→ Texte:
........

# Format de vidéo pour ipod classic et itouch



## fandipod (28 Juin 2008)

Bonsoir, 

Quelle est la taille optimale de l'image lors d'un réencodage au format ipod pour ipod touche et ipod classic.

Bonne fin de soirée à tous et merci de le répondre par avance. @+


----------



## JulienRkt (29 Juin 2008)

Salut, 
Tu veux réencoder tes vidéos via quel logiciel ?
iTunes ou un autre logiciel spécialisé ?

Via iTunes tu peux le faire par simple clic droit (Windows), et "Convertir la sélection pour iPod" dans le menu contextuel qui s'ouvre


----------



## fandipod (30 Juin 2008)

j'encode mes vidéos sur free vidéo converter mais on me ditdechoisir plusieurs taille comme 4:3 ou11:9!! Lequel choisir?  Merci de me tenir au courant.


----------



## JulienRkt (30 Juin 2008)

Ah je pense que le mode auto marche très bien 
Il doit y en avoir un je pense non ?


----------



## fandipod (30 Juin 2008)

Oui, mais tu vois quand je regarde ensuite mes vidéos sur mon ipod les personnages sont déformés!!! Et je cherche le bon format pour éviter cette déformation !!!


----------



## Gwen (30 Juin 2008)

Peut être que justement le fait qu'il s'appelle, Free video converter, free voulant dire gratuit, il ne possède pas les options pour justement encoder correctement dans tous les formats d'écran existant comme certains logiciel payants.


----------



## JulienRkt (30 Juin 2008)

Écoutes, si tu as une petite vidéo pas trop longue, tu peux essayer les différents réglages.
Moi je n'utilise pas de logiciel pour réencoder mis à part iTunes (gros fleimar, et puis Windows est assez instable comme ça ), mais je pense que prendre un peu de temps pour tester les différents réglages ne peux qu'être bénéfique . Et puis tu vas apprendre des trucs qui te servirons à coup sur un autre jour...


----------



## fandipod (1 Juillet 2008)

Oui tu as raison Julien, mais gwen je suis pas d'accord avec toi ce logiciel est très complet et très performant. J'essayerais plus tard pendant mon séjour à l'hôpital. Merci de votre gentillesse je vous tiens au courant.


----------



## fandipod (5 Juillet 2008)

Alors donne moi le lien pour le télécharger car moi je trouve pas !!! Stp merci!!!!!


----------

........

(Entrées d'un jeu de données sur l'emplacement d'objets)
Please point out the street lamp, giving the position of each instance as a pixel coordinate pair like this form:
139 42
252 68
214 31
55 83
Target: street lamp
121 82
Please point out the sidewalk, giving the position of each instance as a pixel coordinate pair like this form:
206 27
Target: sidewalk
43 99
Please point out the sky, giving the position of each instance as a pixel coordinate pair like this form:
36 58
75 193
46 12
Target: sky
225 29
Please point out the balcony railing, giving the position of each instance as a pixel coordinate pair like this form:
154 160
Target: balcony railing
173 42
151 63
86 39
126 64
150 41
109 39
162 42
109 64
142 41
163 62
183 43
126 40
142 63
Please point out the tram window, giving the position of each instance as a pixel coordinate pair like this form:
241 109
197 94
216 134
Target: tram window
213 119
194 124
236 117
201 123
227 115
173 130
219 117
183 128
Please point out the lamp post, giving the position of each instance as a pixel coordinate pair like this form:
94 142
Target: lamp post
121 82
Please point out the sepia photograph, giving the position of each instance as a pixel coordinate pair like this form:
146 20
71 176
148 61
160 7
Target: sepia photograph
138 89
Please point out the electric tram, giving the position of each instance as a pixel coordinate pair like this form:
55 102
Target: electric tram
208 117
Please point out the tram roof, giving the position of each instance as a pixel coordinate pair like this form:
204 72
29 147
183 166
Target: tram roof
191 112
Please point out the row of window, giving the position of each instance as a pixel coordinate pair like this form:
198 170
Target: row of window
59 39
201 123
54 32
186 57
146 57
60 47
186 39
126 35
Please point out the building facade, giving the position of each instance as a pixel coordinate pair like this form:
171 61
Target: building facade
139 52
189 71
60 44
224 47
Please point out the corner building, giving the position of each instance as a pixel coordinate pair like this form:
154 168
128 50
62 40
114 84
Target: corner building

........

→ Consignes:
a: Dans le texte sur le format vidéo pour iPod, quelle commande du menu contextuel d'iTunes permet de convertir une vidéo pour iPod ?
b: Reproduisez tout le passage du texte sur le format vidéo pour iPod, de « ## Gwen (30 » jusqu'à « un autre jour... ».

→ Réponses attendues:
a: La commande « Convertir la sélection pour iPod », qui s'obtient par un clic droit.

b:
## Gwen (30 Juin 2008)

Peut être que justement le fait qu'il s'appelle, Free video converter, free voulant dire gratuit, il ne possède pas les options pour justement encoder correctement dans tous les formats d'écran existant comme certains logiciel payants.


----------



## JulienRkt (30 Juin 2008)

Écoutes, si tu as une petite vidéo pas trop longue, tu peux essayer les différents réglages.
Moi je n'utilise pas de logiciel pour réencoder mis à part iTunes (gros fleimar, et puis Windows est assez instable comme ça ), mais je pense que prendre un peu de temps pour tester les différents réglages ne peux qu'être bénéfique . Et puis tu vas apprendre des trucs qui te servirons à coup sur un autre jour...